EXCERPT TO READ START
A potential caveat is that chca might not only block the I7 receptor but also one of the transduction channels, as has been reported for other odorants (Takeuchi et al., 2009). This is not the case, because coapplication of heptanal and chca does not reduce the response to heptanal alone (Fig. 5 D). The average ratio of the heptanal + chca to the heptanal response was 1.004 ± 0.031 (not significantly different from 1, t test, n = 16), suggesting that chca has a lower affinity compared with heptanal. But chca can antagonize the heptanal-induced response, but only if the ORN is pre-exposed to chca (Fig. 5 E, average response ratio 0.48 ± 0.12, statistically different from 1 at 0.005 level, n = 9), potentially by being able to access the binding pocket before heptanal exposure. This heptanal response reduction after chca pre-exposure likely represents an underestimation because during the 5-s pre-exposure to chca, the ORN might recover from adaptation caused by the constant basal receptor activity and ensuing transduction noise. This can give rise to a potentially larger response when immediately stimulated after chca exposure. Together, these results suggest that indeed the observed noise is caused by basal odorant receptor activity and that chca is an inverse agonist for the I7 receptor.
The odorant receptor and the response pattern during prolonged stimulation
ORNs show quite distinct response patterns when stimulated for long durations. At intermediate odor concentrations, most ORNs show an oscillatory response pattern, firing bursts of APs at regular intervals, whereas some fire APs continuously. At high odorant concentrations, all ORNs, regardless of response pattern, saturate into a continuous receptor current (Reisert and Matthews, 2001a,b). ORNs expressing the odorant receptors mOR-EG, M71, and I7 were stimulated for 8 s with their respective ligands (Fig. 6 A). Both mOR-EG and I7-positive ORNs showed continuous activity after the initial large response at the onset of stimulation, whereas M71 ORNs showed an oscillatory response pattern. OR-specific response patterns for a given ORN were maintained over the intermediate concentration range (typically 3–10-fold) when ORNs were tested at more than one concentration. Similar results were obtained in 5–15 cells.
EXCERPT TO READ END
__EXERCISE GOAL__. List every odorant receptor named in the excerpt on olfactory neurons. The items that follow are not needed for anything here.
SOURCE INFORMATION START
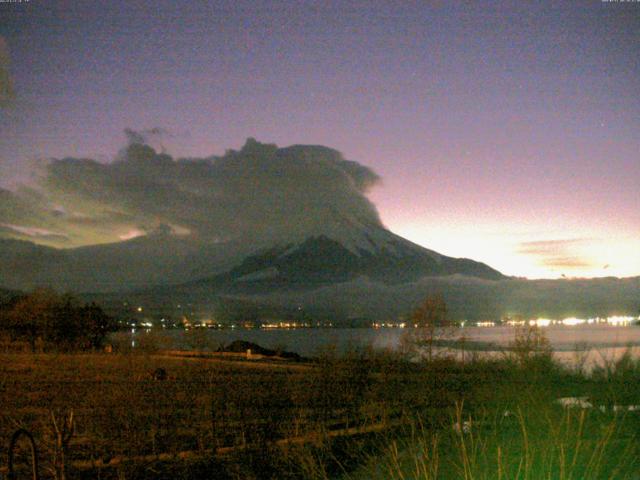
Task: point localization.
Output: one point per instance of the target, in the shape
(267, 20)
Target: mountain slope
(322, 260)
(163, 260)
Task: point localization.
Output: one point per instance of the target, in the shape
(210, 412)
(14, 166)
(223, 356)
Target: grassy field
(361, 415)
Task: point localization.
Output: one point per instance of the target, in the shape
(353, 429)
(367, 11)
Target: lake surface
(597, 342)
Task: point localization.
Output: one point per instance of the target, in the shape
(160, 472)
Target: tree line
(46, 320)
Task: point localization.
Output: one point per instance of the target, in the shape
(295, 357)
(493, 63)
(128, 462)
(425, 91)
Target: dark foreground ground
(361, 415)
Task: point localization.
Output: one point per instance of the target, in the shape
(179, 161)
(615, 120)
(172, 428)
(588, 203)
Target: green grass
(251, 410)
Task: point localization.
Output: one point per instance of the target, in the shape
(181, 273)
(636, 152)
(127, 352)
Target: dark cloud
SOURCE INFORMATION END
__ANSWER SPACE__. I7, mOR-EG, M71